## start MATERIAL TO PROCESS
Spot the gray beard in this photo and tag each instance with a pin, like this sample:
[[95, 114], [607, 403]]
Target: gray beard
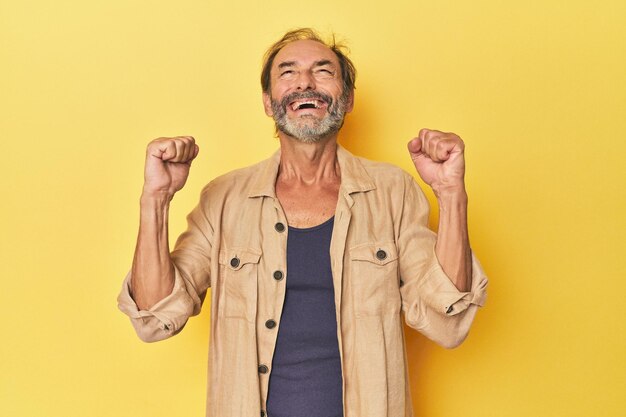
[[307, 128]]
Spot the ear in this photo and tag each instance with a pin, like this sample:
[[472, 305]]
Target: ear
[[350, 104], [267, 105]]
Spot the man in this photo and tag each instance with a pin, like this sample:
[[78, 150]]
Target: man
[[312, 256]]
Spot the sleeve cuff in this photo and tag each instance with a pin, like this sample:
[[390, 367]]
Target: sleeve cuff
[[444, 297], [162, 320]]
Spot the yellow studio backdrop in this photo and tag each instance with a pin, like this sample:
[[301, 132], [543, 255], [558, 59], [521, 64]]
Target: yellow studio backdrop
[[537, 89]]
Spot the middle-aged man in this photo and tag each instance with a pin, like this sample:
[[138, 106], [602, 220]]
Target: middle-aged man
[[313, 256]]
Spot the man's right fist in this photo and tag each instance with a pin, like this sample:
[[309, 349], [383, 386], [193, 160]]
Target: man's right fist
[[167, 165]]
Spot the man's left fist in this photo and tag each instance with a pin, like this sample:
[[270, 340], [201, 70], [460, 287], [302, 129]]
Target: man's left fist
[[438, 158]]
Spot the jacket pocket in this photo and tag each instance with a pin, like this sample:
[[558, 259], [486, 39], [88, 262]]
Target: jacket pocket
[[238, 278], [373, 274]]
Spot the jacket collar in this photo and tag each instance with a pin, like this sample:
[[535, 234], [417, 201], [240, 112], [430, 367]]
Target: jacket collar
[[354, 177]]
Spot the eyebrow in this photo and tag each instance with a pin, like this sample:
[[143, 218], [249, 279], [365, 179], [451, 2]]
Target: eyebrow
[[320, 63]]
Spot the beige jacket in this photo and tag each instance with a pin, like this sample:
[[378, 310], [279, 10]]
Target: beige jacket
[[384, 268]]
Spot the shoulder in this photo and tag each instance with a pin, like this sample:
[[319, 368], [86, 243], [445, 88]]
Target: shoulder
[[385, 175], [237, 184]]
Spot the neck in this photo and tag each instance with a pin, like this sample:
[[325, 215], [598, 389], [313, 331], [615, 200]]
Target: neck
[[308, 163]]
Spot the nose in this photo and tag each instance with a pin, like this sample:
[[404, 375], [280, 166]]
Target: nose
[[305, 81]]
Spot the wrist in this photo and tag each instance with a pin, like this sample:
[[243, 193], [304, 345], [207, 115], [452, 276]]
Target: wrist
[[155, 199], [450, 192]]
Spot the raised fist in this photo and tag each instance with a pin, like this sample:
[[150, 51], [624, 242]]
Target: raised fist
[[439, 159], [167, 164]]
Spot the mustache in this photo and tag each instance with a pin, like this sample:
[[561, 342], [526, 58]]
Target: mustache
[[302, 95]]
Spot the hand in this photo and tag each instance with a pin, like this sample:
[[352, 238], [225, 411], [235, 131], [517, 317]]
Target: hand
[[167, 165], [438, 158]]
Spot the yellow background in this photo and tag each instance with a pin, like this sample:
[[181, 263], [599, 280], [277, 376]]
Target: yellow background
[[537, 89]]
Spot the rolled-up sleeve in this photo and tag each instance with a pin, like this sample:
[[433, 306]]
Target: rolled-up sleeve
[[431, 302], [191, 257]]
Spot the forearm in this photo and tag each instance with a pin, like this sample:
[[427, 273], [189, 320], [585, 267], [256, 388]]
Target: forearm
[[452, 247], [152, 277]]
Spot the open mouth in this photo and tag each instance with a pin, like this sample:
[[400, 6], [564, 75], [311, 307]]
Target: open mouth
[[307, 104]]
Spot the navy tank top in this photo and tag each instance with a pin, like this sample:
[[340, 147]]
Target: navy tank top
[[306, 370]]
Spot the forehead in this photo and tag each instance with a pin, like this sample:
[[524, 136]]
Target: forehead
## end MATERIAL TO PROCESS
# PROBLEM DESCRIPTION:
Output every line from the start of the listing through the line containing "[[167, 165]]", inclusive, as a Markdown table with columns "Row" and "Line". Skip blank lines and leave out the pictures.

# TASK OUTPUT:
| Row | Line |
|---|---|
| 1 | Spot the gray beard in this photo and tag each instance with a pin, like this sample: |
| 2 | [[95, 114], [607, 403]] |
| 3 | Target: gray beard |
| 4 | [[307, 128]] |
| 5 | Spot the ear in this photo and tag each instance with a pin, like this sample: |
| 6 | [[472, 305]] |
| 7 | Target: ear |
| 8 | [[350, 104], [267, 105]] |
| 9 | Spot the man in this photo and tag each instance with a pin, like this sample: |
| 10 | [[78, 150]] |
| 11 | Target: man |
| 12 | [[312, 256]] |
| 13 | Spot the sleeve cuff in this photo and tag each instance with a pin, like this sample: |
| 14 | [[390, 367]] |
| 15 | Target: sleeve cuff |
| 16 | [[444, 297], [162, 320]] |
| 17 | Spot the yellow studio backdrop in this photo and tag each instance with a pin, like this sample: |
| 18 | [[301, 132], [543, 255], [558, 59], [521, 64]] |
| 19 | Target: yellow studio backdrop |
| 20 | [[537, 89]] |
| 21 | Spot the middle-aged man in this photo and tag each instance with a pin, like this sample: |
| 22 | [[138, 106], [602, 220]] |
| 23 | Target: middle-aged man |
| 24 | [[313, 256]] |
| 25 | Spot the man's right fist in this photo and tag each instance with a pin, like this sample: |
| 26 | [[309, 349], [383, 386], [193, 160]] |
| 27 | Target: man's right fist |
| 28 | [[167, 165]] |